» **EXERCISE INPUT**
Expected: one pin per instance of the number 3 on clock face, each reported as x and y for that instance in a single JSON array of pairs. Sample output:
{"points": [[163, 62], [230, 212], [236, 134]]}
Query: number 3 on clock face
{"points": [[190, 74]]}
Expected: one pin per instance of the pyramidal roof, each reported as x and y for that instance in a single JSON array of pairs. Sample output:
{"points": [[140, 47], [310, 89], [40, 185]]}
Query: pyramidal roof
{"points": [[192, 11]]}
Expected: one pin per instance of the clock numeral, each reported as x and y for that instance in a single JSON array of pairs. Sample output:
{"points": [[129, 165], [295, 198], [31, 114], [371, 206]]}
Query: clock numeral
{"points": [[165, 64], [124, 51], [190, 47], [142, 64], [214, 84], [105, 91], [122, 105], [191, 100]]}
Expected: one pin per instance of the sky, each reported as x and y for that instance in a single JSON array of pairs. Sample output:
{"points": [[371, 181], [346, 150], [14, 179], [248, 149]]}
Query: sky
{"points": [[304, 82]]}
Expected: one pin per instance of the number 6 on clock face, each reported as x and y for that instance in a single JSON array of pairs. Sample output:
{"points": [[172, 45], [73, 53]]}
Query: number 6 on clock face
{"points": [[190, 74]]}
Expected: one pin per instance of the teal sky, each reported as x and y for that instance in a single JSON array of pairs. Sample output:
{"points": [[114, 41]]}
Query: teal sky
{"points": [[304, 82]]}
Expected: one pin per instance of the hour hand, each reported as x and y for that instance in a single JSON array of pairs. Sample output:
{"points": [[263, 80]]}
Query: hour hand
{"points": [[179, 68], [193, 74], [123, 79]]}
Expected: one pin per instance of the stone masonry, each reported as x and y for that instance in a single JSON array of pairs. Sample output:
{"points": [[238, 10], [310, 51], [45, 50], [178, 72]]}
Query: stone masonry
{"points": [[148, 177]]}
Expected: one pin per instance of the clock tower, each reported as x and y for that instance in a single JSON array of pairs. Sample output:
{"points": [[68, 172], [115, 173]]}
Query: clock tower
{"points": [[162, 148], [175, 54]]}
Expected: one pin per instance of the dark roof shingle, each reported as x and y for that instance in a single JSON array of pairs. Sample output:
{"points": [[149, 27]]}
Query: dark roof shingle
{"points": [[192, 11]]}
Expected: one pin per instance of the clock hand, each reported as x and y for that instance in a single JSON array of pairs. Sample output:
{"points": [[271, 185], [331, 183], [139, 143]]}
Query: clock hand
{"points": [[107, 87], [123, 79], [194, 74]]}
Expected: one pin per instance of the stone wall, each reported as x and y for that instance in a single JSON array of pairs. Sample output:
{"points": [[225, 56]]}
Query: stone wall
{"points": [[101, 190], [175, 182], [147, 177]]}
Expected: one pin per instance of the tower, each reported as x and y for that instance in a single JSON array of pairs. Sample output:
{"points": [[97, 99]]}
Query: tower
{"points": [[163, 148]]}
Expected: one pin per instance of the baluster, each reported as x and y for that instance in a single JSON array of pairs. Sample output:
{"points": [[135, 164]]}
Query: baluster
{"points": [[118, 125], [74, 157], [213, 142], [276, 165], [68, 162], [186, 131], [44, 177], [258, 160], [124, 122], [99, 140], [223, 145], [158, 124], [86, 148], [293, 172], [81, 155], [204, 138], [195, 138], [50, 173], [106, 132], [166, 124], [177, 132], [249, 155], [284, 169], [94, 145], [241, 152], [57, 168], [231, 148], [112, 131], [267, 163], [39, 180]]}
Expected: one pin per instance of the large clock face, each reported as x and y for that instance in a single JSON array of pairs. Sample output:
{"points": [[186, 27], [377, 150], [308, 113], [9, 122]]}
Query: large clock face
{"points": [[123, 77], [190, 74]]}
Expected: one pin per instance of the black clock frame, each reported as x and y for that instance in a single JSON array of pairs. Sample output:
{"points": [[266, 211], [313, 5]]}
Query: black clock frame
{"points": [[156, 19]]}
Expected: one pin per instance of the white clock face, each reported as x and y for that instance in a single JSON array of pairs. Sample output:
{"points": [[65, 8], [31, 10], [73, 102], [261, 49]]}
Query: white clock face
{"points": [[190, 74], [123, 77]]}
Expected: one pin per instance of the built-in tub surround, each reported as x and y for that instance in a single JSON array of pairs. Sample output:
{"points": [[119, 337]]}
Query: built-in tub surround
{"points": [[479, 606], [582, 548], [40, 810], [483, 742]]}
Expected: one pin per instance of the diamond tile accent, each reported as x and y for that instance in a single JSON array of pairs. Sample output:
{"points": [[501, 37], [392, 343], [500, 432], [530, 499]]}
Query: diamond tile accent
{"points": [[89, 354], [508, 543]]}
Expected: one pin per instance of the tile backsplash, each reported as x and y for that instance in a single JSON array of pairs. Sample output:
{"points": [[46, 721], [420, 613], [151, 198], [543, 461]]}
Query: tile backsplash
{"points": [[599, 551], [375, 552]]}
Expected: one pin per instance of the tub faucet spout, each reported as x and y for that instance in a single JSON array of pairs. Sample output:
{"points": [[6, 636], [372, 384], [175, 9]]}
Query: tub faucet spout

» **PROMPT**
Reproduce the material above without altering a single character.

» **SOLUTION FOR THIS TASK**
Expected: one pin per instance of the number 3 on clock face, each reported as x and y for that instance in a single JSON array of pairs. Sample output:
{"points": [[163, 62], [230, 212], [236, 134]]}
Query: number 3 on clock face
{"points": [[190, 74]]}
Expected: one pin per instance of the pyramidal roof, each reported as x and y for that instance in a single JSON array of pairs. Sample output:
{"points": [[140, 47], [310, 89], [40, 185]]}
Query: pyramidal roof
{"points": [[192, 11]]}
Expected: one pin per instance of the clock numeral, each reported as x and y for that instance in a single JSON array of pairs. Sample output:
{"points": [[129, 165], [295, 198], [31, 114], [371, 206]]}
Query: clock numeral
{"points": [[165, 64], [124, 51], [190, 47], [142, 64], [214, 84], [105, 91], [122, 105], [191, 100]]}
Expected: one pin per instance of the sky, each reported as x and y for that instance in a single JSON array of pairs. Sample output:
{"points": [[371, 181], [346, 150], [14, 179], [248, 149]]}
Query: sky
{"points": [[304, 82]]}
Expected: one pin per instance of the number 6 on clock face, each reported as x and y for that instance in a single JSON array of pairs. Sample output:
{"points": [[172, 45], [73, 53]]}
Query: number 6 on clock face
{"points": [[190, 74]]}
Expected: one pin per instance of the teal sky, each reported as x and y for that instance in a single JSON array of pairs. Sample output:
{"points": [[114, 41]]}
Query: teal sky
{"points": [[304, 82]]}
Expected: one pin per instance of the hour hand, each reported as x and y for that instance in a single JSON array of pairs. Sample output:
{"points": [[263, 80]]}
Query: hour hand
{"points": [[179, 68], [193, 74], [123, 79]]}
Expected: one pin per instance of the stone masonry, each reported as x and y for that instance in a single JSON array of pairs. Sample output:
{"points": [[238, 10], [310, 51], [45, 50], [178, 72]]}
Query: stone masonry
{"points": [[148, 177]]}
Expected: one pin per instance of the clock tower, each reported as x and y for that instance in a single JSON array of pairs. Sample output:
{"points": [[68, 172], [115, 173]]}
Query: clock tower
{"points": [[162, 148], [175, 54]]}
Expected: one pin per instance of the dark roof shingle, each reported as x and y for that instance in a single JSON array of pairs. Sample output:
{"points": [[149, 27]]}
Query: dark roof shingle
{"points": [[192, 11]]}
Expected: one pin per instance of the clock hand, each reported as x and y for that instance in a single JSON array of pairs. Sample output:
{"points": [[271, 185], [331, 183], [139, 143]]}
Query: clock hand
{"points": [[107, 87], [123, 79], [194, 74]]}
Expected: one pin per instance of the stone wall, each reported as x and y for that instance in a single JSON array of pairs. Sample output:
{"points": [[225, 56]]}
Query: stone wall
{"points": [[101, 190], [175, 182], [147, 177]]}
Expected: one pin per instance of the tower, each reported as x and y for that instance in a single JSON array of pairs. Sample output:
{"points": [[97, 99]]}
Query: tower
{"points": [[163, 148]]}
Expected: one pin per instance of the baluster, each reported as x and y for that instance in a single JSON array of pairs. Sample output:
{"points": [[135, 164]]}
Query: baluster
{"points": [[118, 125], [74, 157], [213, 142], [276, 165], [68, 162], [186, 131], [44, 177], [258, 160], [124, 122], [99, 140], [223, 145], [158, 124], [86, 148], [293, 172], [81, 155], [204, 138], [195, 138], [50, 173], [106, 132], [166, 124], [177, 132], [249, 155], [284, 169], [94, 145], [241, 152], [57, 168], [231, 148], [112, 131], [267, 163], [39, 180]]}
Expected: one pin per instance of the large clock face, each reported as x and y for that instance in a single JSON array of pairs. Sample output:
{"points": [[186, 27], [377, 150], [308, 113], [9, 122]]}
Query: large clock face
{"points": [[123, 77], [190, 74]]}
Expected: one pin per instance of the black clock frame, each reported as x and y for that instance in a single JSON array of pairs. Sample output:
{"points": [[266, 211], [313, 5]]}
Query: black clock frame
{"points": [[156, 19]]}
Expected: one pin per instance of the white clock face, each reported as x and y for that instance in a single JSON array of pairs. Sample output:
{"points": [[65, 8], [31, 10], [73, 102], [261, 49]]}
Query: white clock face
{"points": [[190, 74], [123, 77]]}
Expected: one pin per instance of the built-in tub surround, each reported as x and y for that instance in a single JSON array of pairs. Sample output:
{"points": [[119, 337]]}
Query: built-in tub surround
{"points": [[479, 606], [582, 548], [40, 810], [483, 742]]}
Expected: one pin per instance of the diamond tile accent, each reported as x and y for that instance in a single JSON array of pairs. Sample output:
{"points": [[501, 37], [392, 343], [500, 432], [530, 499]]}
Query: diamond tile accent
{"points": [[89, 354], [508, 543]]}
Expected: one pin per instance of the tile backsplash, each reported as x and y for that instance in a single JSON array of pairs. Sample output:
{"points": [[46, 721], [420, 613], [151, 198], [543, 461]]}
Query: tile backsplash
{"points": [[599, 551], [375, 552]]}
Expected: one pin per instance of the tub faucet spout, each reported as x and y for that instance in a single JSON array of pairs. Sample output:
{"points": [[6, 636], [372, 384], [175, 9]]}
Query: tub faucet spout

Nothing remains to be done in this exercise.